* PROMPT: Exactly reproduce each record listed below.

(Records drawn from a dataset)
=-=-=-=-=
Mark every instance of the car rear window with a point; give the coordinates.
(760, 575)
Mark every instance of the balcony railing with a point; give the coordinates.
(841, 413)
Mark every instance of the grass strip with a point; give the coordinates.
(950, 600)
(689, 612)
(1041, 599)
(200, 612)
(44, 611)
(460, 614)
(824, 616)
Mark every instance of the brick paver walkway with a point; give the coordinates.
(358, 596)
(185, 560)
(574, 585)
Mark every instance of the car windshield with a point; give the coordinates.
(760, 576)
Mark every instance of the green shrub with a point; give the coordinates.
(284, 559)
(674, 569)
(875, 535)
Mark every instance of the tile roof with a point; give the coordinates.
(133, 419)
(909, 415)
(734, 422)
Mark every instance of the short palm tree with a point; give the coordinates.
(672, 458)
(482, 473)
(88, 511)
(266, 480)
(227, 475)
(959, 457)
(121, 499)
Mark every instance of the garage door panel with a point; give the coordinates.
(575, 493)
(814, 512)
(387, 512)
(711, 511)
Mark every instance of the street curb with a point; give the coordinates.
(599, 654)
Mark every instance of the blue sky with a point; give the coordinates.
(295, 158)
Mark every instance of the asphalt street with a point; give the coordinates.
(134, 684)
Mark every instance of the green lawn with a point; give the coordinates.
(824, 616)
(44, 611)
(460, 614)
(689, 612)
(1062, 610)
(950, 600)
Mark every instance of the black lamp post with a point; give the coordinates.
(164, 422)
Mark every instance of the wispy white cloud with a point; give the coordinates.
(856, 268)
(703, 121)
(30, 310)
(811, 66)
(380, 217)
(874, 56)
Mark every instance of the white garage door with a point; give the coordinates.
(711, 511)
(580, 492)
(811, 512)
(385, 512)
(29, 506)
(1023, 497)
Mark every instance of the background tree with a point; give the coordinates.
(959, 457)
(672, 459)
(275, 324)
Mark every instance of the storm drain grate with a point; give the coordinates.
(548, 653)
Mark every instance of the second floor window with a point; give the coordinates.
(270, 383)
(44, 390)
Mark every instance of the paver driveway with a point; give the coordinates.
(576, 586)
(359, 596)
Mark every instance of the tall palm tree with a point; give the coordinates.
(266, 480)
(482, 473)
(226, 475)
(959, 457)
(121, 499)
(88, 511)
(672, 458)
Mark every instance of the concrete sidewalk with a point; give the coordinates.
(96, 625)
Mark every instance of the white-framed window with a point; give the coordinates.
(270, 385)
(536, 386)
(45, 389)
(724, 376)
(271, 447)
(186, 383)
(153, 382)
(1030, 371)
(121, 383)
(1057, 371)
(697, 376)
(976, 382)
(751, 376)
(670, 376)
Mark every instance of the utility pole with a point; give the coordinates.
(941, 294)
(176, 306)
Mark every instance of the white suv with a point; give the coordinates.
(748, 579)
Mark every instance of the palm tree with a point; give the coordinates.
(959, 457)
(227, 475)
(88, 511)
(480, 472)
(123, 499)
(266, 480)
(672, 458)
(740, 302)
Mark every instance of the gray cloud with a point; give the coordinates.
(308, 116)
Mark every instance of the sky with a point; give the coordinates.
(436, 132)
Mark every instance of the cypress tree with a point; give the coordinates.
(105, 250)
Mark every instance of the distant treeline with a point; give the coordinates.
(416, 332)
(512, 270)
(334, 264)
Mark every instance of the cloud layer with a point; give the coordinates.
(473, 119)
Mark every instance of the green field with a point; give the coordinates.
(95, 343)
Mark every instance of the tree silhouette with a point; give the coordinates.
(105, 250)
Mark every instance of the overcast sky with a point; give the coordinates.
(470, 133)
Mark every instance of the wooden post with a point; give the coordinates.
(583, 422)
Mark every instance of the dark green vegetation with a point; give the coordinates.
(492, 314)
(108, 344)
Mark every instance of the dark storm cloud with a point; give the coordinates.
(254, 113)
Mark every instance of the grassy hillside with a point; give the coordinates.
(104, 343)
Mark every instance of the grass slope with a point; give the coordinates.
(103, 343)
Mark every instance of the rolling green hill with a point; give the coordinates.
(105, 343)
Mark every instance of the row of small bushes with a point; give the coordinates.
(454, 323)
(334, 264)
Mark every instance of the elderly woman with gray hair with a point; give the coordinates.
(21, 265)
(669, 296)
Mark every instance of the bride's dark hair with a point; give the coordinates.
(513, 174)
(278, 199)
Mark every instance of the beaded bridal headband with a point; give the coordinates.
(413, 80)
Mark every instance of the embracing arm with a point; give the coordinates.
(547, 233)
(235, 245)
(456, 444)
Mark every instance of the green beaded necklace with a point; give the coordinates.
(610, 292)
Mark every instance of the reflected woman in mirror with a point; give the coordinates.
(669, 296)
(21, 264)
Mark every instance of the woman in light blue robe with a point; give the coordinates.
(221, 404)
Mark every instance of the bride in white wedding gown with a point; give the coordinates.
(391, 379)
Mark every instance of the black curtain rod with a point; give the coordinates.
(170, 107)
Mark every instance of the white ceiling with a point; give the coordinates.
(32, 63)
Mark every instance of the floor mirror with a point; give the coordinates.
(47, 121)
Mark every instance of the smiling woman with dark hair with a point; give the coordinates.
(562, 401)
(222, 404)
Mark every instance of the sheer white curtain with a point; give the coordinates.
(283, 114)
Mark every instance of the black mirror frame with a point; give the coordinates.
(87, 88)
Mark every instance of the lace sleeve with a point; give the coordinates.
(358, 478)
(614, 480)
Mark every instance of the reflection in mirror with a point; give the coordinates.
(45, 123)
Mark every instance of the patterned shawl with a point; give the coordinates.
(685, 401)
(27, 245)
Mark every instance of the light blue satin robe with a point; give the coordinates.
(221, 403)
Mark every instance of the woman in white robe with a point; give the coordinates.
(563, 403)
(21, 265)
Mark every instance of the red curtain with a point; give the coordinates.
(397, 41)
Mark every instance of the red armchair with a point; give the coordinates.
=-=-=-=-=
* RESPONSE:
Mark every instance of the car rear window with a point; give the coordinates.
(760, 575)
Mark every instance of the balcony railing with a point; give the coordinates.
(841, 413)
Mark every instance of the grass strip with a point; give the coordinates.
(950, 600)
(689, 612)
(1041, 599)
(200, 612)
(44, 611)
(460, 614)
(824, 616)
Mark every instance of the brick paver walkway with a point; give the coordinates.
(358, 596)
(185, 560)
(574, 585)
Mark every instance of the car windshield with a point; give the coordinates.
(760, 576)
Mark every instance of the green shrub with a point; give the coordinates.
(284, 559)
(674, 569)
(875, 535)
Mark every instance of the tile roof with a point; give the coordinates.
(133, 419)
(909, 415)
(734, 422)
Mark every instance of the short palm tree with a point; give the coordinates.
(672, 458)
(482, 473)
(88, 511)
(266, 480)
(227, 475)
(959, 457)
(121, 499)
Mark every instance of the garage door panel with a point; give the coordinates.
(575, 493)
(814, 512)
(387, 512)
(711, 511)
Mark every instance of the street curb with a point; give the coordinates.
(599, 654)
Mark every instance of the blue sky with a point; give the coordinates.
(295, 158)
Mark every instance of the asphalt street with a point; give the coordinates.
(134, 684)
Mark every instance of the green lawn with a point; give the coordinates.
(824, 616)
(44, 611)
(460, 614)
(689, 612)
(1062, 610)
(950, 600)
Mark every instance of the black lamp post with a point; give the coordinates.
(164, 422)
Mark every instance of the wispy white cloud with a point; give the coordinates.
(856, 268)
(703, 121)
(30, 310)
(811, 66)
(380, 217)
(874, 56)
Mark every instance of the white garage door with a point; give the coordinates.
(711, 511)
(580, 492)
(811, 512)
(385, 512)
(29, 506)
(1023, 497)
Mark every instance of the background tree with a point; give the coordinates.
(959, 457)
(672, 459)
(275, 324)
Mark every instance of the storm drain grate with a point; give the coordinates.
(548, 653)
Mark every instance of the second floor window with a point; give the coordinates.
(270, 383)
(44, 390)
Mark every instance of the paver driveway with a point; give the coordinates.
(576, 586)
(359, 596)
Mark every instance of the tall palm tree with a point; give the coordinates.
(266, 480)
(482, 473)
(226, 475)
(959, 457)
(121, 499)
(88, 511)
(672, 458)
Mark every instance of the concrete sidewalk with a point; give the coordinates.
(96, 625)
Mark every instance of the white-framed window with a point; give the coordinates.
(270, 385)
(536, 386)
(45, 389)
(724, 376)
(271, 447)
(186, 383)
(153, 382)
(1030, 371)
(121, 383)
(1057, 371)
(697, 376)
(976, 382)
(751, 376)
(670, 376)
Mark every instance of the utility pole with a point; give the coordinates.
(941, 294)
(176, 306)
Mark every instance of the white suv with a point; give the coordinates.
(748, 579)
Mark every instance of the palm tree with a point; give the coordinates.
(959, 457)
(227, 475)
(88, 511)
(480, 472)
(123, 499)
(266, 480)
(672, 458)
(740, 302)
Mark every instance of the gray cloud with a point; give the coordinates.
(308, 116)
Mark every instance of the sky with a point; give the coordinates.
(436, 132)
Mark every instance of the cypress tree with a point; give the coordinates.
(105, 250)
Mark every instance of the distant treeline with a point; give the coordinates.
(416, 332)
(512, 270)
(334, 264)
Mark every instance of the cloud layer with a point; give the coordinates.
(473, 119)
Mark every instance of the green field with a point; give the coordinates.
(95, 343)
Mark every instance of the tree silhouette with a point; give the coordinates.
(105, 250)
Mark every instance of the overcast sky with a point; give the coordinates.
(470, 133)
Mark every instance of the wooden post with a point; give the coordinates.
(583, 422)
Mark every instance of the dark green vegetation with a point; give the coordinates.
(492, 314)
(108, 344)
Mark every instance of the dark storm cloud with a point; give the coordinates.
(254, 113)
Mark every instance of the grassy hillside with a point; give the coordinates.
(104, 343)
Mark every instance of the grass slope with a point; give the coordinates.
(103, 343)
Mark every instance of the rolling green hill with a point; give the coordinates.
(105, 343)
Mark every instance of the row of small bushes with a point; give the coordinates.
(454, 323)
(334, 264)
Mark every instance of the elderly woman with gray hair with a point; give the coordinates.
(21, 265)
(669, 296)
Mark every instance of the bride's dark hair with a point; give the coordinates.
(513, 174)
(278, 199)
Mark every instance of the beaded bridal headband with a point; give the coordinates.
(413, 80)
Mark every instance of the embracing arm with a point; give the coordinates.
(547, 233)
(235, 245)
(456, 444)
Mark every instance of the green beaded necklace with a point; give the coordinates.
(610, 292)
Mark every instance of the reflected woman in mirror with a point; give the coordinates.
(669, 296)
(21, 264)
Mark every instance of the woman in light blue robe with a point; give the coordinates.
(221, 404)
Mark every instance of the bride in white wedding gown with a point; give the coordinates.
(391, 379)
Mark every instance of the black curtain rod with a point; give the coordinates.
(170, 107)
Mark every instance of the white ceiling with a point; give the coordinates.
(32, 63)
Mark every instance of the floor mirror with a point; give the coordinates.
(47, 121)
Mark every instance of the smiling woman with dark hair with a point; give the coordinates.
(562, 401)
(222, 404)
Mark every instance of the sheer white curtain with a point; give the coordinates.
(283, 114)
Mark every instance of the black mirror frame with a point; give the coordinates.
(87, 88)
Mark every instance of the lace sleeve with a point; give the coordinates.
(358, 478)
(614, 480)
Mark every instance of the reflection in mirror with a point; give the coordinates.
(45, 123)
Mark every instance of the patterned shawl with a point; give the coordinates.
(685, 401)
(27, 245)
Mark every instance of the light blue satin robe with a point; give the coordinates.
(221, 403)
Mark every instance of the woman in white robe with a point; give the coordinates.
(563, 403)
(21, 265)
Mark every instance of the red curtain with a point; give the coordinates.
(397, 41)
Mark every instance of the red armchair with a point; give the coordinates.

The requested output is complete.